■ **TASK OBJECTIVE**:
Write out the records again, starting at the line that contains "of the rock" and ending at the last of the records, swapping "snow mound" for "snow heap" and changing nothing else.

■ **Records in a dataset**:
((

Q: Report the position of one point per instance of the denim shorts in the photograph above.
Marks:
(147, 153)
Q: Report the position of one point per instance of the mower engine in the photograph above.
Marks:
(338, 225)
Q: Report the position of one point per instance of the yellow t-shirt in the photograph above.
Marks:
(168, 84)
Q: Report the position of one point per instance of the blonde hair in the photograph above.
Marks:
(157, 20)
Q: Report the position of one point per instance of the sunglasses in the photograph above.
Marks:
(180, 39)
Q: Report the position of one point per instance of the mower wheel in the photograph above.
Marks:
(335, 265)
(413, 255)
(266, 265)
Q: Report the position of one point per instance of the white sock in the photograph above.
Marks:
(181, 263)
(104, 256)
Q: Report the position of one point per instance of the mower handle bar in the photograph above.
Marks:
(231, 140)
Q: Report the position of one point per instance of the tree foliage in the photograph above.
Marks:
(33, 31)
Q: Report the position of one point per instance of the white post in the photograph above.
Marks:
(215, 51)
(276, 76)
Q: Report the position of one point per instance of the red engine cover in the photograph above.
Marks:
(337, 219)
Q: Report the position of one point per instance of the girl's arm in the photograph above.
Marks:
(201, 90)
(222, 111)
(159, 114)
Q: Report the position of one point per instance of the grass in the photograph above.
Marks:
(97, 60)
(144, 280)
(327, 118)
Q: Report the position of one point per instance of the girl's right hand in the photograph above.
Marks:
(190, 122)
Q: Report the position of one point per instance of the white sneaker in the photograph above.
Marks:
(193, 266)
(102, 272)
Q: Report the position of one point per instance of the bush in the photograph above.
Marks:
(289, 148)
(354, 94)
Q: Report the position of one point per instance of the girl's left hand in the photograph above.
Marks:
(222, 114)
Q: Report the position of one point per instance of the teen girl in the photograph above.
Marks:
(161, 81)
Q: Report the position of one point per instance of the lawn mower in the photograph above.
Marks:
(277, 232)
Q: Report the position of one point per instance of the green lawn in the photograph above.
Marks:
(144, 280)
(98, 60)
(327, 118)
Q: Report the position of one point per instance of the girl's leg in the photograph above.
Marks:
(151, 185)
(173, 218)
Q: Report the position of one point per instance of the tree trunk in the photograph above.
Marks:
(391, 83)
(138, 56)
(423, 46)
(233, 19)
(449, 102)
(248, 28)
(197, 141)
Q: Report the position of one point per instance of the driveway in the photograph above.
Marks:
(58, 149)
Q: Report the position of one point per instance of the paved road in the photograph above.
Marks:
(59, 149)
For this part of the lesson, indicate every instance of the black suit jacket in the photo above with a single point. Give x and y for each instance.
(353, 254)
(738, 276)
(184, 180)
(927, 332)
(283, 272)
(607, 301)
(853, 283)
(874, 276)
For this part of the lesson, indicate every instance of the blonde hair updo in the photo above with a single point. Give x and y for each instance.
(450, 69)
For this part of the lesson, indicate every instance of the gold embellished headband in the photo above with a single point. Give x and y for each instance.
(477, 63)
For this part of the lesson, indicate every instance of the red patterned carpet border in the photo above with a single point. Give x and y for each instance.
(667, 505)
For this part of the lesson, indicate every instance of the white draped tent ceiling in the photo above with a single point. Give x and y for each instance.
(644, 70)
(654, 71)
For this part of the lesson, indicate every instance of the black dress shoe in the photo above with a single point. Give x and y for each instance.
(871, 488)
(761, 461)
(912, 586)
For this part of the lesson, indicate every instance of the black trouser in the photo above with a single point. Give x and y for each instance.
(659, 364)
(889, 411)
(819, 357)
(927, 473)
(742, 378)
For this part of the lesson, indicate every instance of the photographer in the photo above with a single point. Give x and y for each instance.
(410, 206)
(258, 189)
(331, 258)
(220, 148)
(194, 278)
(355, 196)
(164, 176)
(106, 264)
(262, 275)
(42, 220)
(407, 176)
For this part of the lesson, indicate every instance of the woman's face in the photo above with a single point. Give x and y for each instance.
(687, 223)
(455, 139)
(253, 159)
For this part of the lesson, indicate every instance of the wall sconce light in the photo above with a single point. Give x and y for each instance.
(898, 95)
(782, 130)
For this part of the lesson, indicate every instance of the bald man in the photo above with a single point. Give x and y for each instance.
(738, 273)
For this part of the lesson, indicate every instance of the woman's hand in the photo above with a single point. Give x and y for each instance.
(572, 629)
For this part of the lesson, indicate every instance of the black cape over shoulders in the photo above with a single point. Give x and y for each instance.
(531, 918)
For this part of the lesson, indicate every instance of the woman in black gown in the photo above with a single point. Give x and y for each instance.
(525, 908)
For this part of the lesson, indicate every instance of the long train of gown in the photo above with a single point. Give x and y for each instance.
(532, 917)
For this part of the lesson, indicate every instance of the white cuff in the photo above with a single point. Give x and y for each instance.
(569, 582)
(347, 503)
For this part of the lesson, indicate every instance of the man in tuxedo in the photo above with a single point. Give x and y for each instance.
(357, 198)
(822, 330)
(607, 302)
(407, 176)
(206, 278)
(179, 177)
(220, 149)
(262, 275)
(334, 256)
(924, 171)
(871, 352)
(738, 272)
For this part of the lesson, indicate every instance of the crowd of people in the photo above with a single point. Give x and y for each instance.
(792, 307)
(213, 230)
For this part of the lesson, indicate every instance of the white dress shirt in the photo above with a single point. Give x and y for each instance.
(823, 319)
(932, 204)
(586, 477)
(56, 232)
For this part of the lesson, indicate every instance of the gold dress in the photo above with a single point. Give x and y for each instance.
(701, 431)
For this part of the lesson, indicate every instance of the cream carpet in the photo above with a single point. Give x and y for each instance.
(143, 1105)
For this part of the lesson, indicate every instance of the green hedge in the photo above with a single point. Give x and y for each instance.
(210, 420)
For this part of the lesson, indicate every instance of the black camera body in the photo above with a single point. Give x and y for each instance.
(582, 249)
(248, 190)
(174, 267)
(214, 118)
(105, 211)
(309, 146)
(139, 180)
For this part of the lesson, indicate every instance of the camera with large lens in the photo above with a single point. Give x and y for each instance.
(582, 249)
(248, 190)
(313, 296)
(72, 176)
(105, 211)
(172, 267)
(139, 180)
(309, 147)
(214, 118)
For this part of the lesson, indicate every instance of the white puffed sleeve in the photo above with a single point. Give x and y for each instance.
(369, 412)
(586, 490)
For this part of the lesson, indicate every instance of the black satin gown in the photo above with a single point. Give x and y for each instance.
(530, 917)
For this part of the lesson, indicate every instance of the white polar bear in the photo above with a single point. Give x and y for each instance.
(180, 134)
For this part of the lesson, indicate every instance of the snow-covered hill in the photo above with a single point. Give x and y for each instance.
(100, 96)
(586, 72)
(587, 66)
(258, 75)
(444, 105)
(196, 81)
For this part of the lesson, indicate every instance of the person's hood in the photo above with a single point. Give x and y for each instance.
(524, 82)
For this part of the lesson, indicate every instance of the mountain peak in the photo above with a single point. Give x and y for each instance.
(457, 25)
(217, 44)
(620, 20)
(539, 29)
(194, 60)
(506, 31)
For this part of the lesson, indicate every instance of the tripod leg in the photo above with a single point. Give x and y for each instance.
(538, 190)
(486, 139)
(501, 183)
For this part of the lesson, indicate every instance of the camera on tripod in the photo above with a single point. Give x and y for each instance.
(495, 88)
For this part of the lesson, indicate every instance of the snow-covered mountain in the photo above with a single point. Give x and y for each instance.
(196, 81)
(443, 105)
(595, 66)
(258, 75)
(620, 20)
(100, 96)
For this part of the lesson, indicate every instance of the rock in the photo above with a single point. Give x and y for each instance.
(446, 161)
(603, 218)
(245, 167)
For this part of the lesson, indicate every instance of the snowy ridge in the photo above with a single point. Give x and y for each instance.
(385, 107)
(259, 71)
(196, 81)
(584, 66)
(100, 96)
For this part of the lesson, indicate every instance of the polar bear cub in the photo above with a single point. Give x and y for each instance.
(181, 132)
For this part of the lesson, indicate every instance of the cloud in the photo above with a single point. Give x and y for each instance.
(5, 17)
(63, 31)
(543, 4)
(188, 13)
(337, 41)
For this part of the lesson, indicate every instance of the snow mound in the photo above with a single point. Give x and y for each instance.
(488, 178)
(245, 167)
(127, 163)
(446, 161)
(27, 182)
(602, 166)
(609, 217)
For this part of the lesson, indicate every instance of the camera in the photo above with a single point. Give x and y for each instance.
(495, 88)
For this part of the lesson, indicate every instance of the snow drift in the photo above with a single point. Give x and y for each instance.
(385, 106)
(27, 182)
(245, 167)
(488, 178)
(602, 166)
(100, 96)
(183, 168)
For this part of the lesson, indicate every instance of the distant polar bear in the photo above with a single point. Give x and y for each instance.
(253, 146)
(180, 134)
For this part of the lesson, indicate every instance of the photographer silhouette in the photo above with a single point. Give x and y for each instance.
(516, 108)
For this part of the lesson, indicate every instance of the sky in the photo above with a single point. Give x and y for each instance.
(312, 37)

))

■ **RESULT BELOW**:
For this part of the lesson, indicate every instance of the rock in the photo above with a single point. Give x and y for each instance.
(446, 161)
(603, 218)
(245, 167)
For this part of the lesson, indicate every instance of the snowy ridge in the photo above with a single point. Give x and y for each instance.
(385, 107)
(259, 71)
(196, 81)
(584, 66)
(100, 96)
For this part of the lesson, indicate every instance of the polar bear cub in the photo above with a single point. Give x and y for each instance.
(181, 132)
For this part of the lesson, indicate every instance of the cloud in the photo above with a single point. Give x and y for each instance.
(5, 17)
(63, 31)
(543, 4)
(188, 13)
(337, 41)
For this part of the lesson, indicate every instance of the snow heap in the photo above with a single point. Give x and y for each instance.
(488, 178)
(245, 167)
(127, 163)
(446, 161)
(27, 182)
(602, 166)
(609, 217)
For this part of the lesson, indicate every instance of the camera in the photo above with a single point. Give x and y for each instance.
(495, 88)
For this part of the lesson, indicate every instance of the snow drift in the photo above with a single point. Give x and y for each instance.
(385, 106)
(27, 182)
(245, 167)
(488, 178)
(602, 166)
(100, 96)
(183, 168)
For this part of the lesson, indicate every instance of the distant polar bear in the photo above with a single point. Give x and y for each instance.
(253, 146)
(180, 134)
For this part of the lesson, indicate every instance of the photographer silhouette in the photo above with a single point. Give x and y for each instance.
(516, 108)
For this part of the lesson, indicate every instance of the sky in the photo above with a single point. Give x and y for each instance.
(312, 37)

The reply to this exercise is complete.